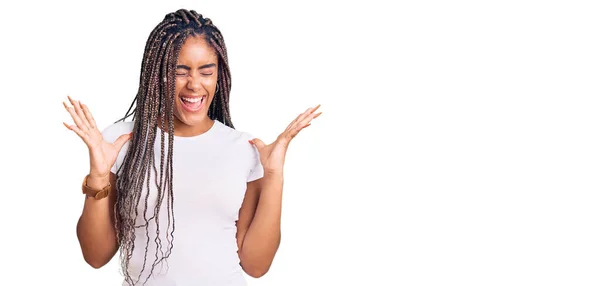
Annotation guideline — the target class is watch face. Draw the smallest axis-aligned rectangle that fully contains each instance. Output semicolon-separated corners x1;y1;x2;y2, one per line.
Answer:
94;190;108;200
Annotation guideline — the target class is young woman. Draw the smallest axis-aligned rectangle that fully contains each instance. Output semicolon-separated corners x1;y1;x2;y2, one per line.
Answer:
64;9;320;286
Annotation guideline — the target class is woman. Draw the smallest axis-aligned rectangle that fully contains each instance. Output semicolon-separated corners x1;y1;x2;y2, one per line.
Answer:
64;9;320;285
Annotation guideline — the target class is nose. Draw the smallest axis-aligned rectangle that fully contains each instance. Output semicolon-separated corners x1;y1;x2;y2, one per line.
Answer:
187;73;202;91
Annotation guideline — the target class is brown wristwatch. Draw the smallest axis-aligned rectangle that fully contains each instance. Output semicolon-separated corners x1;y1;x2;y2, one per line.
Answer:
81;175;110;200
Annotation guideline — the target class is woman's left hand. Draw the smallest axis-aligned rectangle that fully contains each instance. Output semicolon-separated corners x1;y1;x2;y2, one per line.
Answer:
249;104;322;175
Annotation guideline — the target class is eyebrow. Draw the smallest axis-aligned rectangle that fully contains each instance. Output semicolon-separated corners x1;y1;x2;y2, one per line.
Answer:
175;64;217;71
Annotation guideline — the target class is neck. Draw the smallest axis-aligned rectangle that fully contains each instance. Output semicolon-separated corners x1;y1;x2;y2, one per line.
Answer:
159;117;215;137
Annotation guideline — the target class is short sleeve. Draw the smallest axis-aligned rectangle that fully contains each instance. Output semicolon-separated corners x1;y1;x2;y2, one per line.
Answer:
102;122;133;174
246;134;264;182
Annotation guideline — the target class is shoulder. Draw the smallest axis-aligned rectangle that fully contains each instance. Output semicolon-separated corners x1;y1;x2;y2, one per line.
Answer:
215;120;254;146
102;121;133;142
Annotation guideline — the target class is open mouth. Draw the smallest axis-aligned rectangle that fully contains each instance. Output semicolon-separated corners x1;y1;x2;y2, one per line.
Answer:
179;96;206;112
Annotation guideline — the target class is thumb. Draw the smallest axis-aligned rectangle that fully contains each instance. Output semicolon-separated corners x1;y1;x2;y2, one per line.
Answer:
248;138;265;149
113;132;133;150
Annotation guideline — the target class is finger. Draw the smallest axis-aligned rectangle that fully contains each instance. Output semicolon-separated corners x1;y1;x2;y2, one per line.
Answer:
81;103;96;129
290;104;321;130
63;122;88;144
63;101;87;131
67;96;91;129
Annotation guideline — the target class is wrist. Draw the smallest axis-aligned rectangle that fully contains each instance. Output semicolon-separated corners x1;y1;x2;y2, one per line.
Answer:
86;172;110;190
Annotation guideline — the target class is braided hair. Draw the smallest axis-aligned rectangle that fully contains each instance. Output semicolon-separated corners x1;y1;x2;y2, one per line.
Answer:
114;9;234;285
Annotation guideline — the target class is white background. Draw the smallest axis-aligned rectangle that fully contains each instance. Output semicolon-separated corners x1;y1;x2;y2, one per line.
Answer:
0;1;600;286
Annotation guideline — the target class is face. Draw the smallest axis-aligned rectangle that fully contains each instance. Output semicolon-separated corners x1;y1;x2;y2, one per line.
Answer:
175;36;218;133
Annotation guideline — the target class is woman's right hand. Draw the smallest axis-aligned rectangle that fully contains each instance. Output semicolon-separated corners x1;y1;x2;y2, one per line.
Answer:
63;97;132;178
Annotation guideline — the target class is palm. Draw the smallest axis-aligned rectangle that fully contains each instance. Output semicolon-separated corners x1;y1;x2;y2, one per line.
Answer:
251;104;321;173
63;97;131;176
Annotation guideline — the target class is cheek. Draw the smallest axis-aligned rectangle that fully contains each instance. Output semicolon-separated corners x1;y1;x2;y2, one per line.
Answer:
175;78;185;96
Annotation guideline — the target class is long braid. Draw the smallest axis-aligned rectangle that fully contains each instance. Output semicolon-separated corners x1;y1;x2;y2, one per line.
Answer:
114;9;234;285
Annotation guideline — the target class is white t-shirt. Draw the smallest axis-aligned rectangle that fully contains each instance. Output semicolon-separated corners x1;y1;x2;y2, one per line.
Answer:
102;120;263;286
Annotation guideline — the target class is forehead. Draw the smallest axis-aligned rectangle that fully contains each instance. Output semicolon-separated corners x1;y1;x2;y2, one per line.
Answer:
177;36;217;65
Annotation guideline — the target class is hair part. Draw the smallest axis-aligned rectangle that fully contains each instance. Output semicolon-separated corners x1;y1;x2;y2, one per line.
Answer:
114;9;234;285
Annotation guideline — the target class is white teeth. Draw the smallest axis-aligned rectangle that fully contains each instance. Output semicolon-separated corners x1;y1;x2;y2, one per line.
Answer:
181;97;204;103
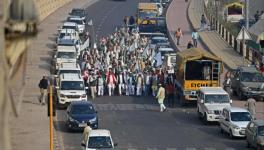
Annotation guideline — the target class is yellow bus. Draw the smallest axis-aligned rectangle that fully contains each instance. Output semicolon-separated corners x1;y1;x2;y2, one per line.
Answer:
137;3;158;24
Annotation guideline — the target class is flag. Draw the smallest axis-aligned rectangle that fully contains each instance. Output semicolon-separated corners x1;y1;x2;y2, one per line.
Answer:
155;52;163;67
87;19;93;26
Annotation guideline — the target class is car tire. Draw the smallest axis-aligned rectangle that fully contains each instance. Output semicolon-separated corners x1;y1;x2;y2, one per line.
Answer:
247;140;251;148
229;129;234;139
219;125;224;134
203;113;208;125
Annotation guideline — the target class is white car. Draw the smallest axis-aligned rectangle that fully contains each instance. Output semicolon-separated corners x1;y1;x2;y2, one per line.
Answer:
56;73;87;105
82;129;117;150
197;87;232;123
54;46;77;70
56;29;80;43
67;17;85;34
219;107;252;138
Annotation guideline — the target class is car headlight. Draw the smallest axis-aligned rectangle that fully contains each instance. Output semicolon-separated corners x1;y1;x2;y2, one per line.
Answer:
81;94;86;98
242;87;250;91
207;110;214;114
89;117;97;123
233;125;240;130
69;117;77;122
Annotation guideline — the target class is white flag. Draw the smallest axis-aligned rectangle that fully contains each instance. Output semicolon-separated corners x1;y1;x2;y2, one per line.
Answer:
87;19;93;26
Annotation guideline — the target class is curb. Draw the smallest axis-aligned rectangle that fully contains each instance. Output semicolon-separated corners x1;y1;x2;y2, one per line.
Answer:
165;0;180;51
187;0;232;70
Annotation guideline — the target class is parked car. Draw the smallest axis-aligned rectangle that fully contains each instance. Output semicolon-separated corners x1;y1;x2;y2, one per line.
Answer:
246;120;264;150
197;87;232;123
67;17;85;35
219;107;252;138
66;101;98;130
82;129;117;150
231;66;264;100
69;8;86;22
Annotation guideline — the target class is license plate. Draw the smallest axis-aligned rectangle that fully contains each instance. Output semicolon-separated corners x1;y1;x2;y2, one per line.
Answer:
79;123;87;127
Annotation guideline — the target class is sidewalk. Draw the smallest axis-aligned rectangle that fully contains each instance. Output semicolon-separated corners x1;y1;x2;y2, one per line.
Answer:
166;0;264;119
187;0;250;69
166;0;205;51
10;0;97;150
☆ ☆ ☆
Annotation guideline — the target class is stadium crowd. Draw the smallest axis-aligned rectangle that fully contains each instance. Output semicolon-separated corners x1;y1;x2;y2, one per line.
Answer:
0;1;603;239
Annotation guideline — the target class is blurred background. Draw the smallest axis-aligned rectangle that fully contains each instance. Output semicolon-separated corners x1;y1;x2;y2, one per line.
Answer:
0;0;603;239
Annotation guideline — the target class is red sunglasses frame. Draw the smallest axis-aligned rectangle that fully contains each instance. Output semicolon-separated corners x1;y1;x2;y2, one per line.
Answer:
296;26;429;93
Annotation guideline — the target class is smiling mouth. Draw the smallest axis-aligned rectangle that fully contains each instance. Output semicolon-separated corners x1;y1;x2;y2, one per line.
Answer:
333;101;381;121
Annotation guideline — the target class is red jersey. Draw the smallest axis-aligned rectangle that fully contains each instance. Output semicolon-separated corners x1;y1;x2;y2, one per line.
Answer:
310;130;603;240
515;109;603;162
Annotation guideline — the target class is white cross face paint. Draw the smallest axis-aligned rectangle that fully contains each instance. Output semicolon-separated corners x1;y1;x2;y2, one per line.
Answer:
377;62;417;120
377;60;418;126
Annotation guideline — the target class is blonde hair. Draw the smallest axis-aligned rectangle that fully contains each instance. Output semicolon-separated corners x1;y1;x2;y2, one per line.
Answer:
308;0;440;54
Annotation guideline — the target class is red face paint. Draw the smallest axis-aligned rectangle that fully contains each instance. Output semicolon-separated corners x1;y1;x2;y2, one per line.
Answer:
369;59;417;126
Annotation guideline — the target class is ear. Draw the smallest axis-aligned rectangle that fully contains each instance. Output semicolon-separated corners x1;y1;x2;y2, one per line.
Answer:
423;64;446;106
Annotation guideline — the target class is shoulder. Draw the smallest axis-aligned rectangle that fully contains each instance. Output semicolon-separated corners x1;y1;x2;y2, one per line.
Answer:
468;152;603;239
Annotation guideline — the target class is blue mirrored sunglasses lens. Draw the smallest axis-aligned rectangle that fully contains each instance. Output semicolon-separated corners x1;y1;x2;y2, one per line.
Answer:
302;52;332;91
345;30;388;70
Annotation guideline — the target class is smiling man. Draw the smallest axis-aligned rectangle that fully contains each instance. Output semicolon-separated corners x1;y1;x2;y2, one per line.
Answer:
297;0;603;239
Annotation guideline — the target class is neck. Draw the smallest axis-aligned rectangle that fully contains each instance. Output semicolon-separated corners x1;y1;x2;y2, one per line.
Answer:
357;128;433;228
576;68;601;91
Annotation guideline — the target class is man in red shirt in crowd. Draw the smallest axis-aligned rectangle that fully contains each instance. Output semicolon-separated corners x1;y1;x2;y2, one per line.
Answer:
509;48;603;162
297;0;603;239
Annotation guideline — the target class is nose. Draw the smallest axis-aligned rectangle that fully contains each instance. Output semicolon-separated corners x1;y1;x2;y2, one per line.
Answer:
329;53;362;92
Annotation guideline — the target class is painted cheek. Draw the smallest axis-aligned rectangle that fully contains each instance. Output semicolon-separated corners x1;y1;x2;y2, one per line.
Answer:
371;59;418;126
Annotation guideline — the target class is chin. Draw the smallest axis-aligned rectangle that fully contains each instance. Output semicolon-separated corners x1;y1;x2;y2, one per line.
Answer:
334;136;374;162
☆ ☆ ☆
### What you are asked to do
Copy the rows from the line containing "Annotation guideline — the target class is woman's right" through the line containing "63;97;132;178", replacing "right hand" with "left hand" and leaving everything else unchanged.

### Correct output
Annotation guideline — the target class is woman's left hand. Draw the smallest axis-aligned rectangle that fully contains each instance. Output semicolon-separated corners x1;y1;x2;y2, one per line.
Answer:
63;97;132;178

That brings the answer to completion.